-- start --

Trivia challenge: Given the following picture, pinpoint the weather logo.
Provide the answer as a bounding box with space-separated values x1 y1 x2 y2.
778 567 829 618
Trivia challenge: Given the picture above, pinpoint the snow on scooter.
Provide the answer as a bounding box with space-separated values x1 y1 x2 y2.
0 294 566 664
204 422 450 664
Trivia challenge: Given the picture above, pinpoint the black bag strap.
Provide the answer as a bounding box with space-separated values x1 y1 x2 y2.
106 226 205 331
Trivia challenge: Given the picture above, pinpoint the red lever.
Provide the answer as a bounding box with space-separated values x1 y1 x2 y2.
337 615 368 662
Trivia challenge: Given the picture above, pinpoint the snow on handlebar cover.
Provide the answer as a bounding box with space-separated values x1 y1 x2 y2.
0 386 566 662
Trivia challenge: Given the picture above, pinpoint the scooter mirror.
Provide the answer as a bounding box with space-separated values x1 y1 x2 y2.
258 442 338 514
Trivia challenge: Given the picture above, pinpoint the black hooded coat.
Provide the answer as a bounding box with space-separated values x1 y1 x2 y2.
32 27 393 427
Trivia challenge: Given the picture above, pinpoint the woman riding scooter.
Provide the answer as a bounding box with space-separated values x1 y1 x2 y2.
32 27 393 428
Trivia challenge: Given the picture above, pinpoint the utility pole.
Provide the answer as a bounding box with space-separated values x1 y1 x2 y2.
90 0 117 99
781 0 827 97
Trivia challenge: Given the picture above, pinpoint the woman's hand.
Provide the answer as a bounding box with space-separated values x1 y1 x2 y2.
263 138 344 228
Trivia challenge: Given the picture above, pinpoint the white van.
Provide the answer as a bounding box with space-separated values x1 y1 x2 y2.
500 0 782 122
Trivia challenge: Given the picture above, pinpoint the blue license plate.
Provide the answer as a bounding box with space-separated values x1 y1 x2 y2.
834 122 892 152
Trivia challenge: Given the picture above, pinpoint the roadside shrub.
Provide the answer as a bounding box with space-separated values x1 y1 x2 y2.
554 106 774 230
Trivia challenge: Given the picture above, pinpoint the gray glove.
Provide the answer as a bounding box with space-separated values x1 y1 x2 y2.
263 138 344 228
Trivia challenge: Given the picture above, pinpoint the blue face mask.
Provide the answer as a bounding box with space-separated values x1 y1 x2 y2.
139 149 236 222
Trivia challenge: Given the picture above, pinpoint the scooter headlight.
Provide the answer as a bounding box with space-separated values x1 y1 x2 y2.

-- end --

● Required work: Show each line of the items above that contains the word "blue", copied in full.

● Expected answer:
Trivia challenge: Given the picture above, pinpoint the blue license plate.
Trivia challenge: Given the picture above, pinpoint the blue face mask.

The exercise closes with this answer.